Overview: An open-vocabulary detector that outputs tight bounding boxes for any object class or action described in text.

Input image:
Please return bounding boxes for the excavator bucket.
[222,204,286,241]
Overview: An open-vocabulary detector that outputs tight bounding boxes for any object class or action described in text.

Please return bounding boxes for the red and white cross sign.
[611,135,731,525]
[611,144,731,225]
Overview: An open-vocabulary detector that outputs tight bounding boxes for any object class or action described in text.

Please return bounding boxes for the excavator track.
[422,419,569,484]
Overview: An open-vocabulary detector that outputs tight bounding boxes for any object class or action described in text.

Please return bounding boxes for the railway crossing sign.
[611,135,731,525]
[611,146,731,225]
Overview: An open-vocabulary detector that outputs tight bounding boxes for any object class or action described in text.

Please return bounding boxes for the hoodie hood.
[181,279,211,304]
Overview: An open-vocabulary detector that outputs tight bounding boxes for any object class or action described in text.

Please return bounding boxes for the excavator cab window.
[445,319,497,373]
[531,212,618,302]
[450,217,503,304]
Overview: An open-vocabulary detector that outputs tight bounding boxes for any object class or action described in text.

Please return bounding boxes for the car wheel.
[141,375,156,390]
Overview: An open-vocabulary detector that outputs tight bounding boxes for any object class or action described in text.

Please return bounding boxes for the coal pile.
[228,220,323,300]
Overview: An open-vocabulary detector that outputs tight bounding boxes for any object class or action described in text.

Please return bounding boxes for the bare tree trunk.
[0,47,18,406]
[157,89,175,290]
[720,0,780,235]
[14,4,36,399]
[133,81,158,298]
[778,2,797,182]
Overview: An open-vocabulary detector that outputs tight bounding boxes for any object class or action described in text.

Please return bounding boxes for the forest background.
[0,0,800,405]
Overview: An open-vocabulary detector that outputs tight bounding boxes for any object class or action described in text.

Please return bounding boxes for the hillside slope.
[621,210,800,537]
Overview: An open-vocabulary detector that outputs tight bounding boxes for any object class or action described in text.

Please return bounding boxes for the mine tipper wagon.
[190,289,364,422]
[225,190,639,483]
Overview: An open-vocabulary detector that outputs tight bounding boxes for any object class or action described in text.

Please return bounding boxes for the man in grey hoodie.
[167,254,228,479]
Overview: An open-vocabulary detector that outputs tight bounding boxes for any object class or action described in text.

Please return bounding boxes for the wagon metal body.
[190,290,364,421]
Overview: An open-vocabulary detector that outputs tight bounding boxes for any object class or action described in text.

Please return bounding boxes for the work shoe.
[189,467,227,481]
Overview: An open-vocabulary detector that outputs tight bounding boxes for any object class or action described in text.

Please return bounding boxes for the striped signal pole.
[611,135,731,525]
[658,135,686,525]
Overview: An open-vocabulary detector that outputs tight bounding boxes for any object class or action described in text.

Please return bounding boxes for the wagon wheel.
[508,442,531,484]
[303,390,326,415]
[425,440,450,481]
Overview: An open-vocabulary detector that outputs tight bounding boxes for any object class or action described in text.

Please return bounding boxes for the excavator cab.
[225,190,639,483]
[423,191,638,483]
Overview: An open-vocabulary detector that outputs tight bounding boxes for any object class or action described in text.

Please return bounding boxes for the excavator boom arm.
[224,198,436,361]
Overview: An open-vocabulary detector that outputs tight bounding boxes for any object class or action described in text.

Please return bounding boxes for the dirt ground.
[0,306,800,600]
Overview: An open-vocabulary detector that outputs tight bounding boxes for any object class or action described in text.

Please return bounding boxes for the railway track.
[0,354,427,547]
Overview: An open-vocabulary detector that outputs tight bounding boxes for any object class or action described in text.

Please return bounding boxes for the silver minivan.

#####

#### EXERCISE OBJECTIVE:
Pull every line from the listing above that contains the word "hoodie" and copy each one in full.

#### EXERCISE RESULT:
Please return bounding boxes for the hoodie hood.
Please return bounding boxes for the man in grey hoodie.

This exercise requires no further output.